#### THE TASK
Retype exactly the lines from the one holding "Target: side window" through the final line of the data, both included.

Extracted data entries:
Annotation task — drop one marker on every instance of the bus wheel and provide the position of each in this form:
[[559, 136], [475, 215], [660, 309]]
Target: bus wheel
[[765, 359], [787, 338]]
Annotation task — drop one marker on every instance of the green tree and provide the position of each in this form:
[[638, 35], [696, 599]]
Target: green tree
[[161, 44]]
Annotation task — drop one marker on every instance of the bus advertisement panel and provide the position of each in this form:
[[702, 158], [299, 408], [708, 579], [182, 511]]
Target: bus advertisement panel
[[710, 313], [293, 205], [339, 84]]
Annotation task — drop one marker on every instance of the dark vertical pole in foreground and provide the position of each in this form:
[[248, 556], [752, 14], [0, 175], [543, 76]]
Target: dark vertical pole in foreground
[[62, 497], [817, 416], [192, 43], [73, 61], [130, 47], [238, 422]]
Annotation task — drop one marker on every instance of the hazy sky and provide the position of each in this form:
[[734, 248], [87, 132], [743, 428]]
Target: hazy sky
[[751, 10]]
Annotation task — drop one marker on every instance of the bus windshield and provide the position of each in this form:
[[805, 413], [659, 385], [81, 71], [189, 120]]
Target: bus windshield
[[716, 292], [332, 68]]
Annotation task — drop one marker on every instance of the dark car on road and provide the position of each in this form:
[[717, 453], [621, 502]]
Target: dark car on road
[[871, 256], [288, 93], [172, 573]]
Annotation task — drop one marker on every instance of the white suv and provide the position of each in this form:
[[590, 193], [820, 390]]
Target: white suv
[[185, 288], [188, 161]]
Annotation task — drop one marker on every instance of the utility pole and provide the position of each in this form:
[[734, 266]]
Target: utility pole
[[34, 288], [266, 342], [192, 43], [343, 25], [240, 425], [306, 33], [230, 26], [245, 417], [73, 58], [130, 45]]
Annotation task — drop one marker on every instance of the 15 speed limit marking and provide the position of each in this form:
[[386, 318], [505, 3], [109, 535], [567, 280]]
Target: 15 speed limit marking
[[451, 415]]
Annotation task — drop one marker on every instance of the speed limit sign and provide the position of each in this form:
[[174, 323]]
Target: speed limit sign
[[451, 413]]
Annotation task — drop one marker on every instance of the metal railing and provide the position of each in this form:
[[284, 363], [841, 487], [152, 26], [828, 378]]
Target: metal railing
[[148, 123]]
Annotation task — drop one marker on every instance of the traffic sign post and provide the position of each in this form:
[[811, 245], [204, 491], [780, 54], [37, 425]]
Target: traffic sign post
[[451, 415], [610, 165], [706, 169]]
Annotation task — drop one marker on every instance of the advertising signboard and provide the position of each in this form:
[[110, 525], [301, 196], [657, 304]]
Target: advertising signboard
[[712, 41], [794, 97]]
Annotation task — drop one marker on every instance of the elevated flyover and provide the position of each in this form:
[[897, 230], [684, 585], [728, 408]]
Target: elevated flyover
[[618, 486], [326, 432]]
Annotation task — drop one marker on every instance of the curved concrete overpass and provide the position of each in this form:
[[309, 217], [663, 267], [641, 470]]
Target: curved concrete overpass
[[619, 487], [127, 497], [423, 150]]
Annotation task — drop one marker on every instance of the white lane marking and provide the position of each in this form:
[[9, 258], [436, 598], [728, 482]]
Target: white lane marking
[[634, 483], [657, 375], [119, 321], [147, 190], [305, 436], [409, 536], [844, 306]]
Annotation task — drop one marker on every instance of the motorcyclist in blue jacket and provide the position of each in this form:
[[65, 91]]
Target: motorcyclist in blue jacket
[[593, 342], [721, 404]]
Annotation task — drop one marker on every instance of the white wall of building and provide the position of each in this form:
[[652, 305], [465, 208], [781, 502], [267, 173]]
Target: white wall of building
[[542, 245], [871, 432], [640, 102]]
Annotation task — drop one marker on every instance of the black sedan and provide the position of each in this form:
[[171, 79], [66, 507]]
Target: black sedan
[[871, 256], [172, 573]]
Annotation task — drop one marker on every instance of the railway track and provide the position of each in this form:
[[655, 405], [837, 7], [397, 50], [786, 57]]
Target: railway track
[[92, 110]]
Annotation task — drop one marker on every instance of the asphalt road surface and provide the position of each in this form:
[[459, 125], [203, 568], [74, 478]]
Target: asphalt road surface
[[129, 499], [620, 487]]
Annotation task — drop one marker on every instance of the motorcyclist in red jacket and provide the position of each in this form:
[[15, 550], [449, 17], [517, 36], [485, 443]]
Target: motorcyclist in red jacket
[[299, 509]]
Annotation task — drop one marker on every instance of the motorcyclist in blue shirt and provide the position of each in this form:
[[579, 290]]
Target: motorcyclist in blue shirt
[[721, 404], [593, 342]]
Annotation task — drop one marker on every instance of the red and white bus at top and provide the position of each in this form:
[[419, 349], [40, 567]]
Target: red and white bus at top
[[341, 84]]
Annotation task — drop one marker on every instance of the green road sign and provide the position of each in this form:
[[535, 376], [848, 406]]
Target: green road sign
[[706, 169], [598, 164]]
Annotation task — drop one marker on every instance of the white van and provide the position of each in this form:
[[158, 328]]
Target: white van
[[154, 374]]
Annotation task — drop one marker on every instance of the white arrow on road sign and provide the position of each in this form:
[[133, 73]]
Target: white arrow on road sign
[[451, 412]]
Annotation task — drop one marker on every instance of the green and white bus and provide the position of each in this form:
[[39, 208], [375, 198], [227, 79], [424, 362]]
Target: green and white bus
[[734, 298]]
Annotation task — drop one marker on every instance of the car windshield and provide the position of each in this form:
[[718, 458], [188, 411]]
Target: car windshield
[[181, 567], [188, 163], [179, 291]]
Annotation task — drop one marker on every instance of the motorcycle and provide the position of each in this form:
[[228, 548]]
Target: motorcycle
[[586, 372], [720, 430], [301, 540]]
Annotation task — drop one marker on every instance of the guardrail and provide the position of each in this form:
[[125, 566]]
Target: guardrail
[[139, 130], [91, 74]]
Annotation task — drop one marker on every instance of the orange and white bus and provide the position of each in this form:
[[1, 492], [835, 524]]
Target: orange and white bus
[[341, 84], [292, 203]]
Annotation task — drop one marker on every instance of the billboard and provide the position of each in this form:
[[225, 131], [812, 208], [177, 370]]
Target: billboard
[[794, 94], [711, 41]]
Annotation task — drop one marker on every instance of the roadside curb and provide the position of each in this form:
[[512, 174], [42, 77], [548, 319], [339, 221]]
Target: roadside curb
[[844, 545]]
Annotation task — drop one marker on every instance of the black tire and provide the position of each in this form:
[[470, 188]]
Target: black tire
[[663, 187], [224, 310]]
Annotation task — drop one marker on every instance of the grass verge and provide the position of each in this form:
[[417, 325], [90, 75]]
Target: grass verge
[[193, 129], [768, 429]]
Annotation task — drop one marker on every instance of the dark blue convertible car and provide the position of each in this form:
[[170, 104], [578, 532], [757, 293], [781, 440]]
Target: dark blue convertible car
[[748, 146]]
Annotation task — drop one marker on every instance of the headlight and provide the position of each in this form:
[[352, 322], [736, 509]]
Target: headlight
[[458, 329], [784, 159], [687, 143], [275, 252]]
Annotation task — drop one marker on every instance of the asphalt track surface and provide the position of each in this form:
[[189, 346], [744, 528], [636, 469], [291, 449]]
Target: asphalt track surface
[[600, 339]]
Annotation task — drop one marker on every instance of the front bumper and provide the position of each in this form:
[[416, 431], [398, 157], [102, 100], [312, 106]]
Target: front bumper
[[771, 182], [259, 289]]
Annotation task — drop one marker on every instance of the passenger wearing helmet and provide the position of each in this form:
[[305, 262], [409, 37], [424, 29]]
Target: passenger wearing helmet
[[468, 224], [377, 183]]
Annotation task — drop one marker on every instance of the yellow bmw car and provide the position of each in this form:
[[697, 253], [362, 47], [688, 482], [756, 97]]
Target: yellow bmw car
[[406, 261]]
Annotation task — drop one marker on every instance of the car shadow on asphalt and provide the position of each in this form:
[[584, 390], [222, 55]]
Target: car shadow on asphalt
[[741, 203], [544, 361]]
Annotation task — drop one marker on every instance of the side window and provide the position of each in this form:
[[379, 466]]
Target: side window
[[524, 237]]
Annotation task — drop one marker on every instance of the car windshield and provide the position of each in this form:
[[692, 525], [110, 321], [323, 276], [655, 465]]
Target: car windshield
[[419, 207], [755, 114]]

#### TASK RESULT
Target: side window
[[524, 237]]
Annotation task — drop one marker on every instance of the car windshield and provide the position of each in this form:
[[692, 525], [110, 321], [323, 276], [655, 465]]
Target: car windshield
[[419, 207], [755, 114]]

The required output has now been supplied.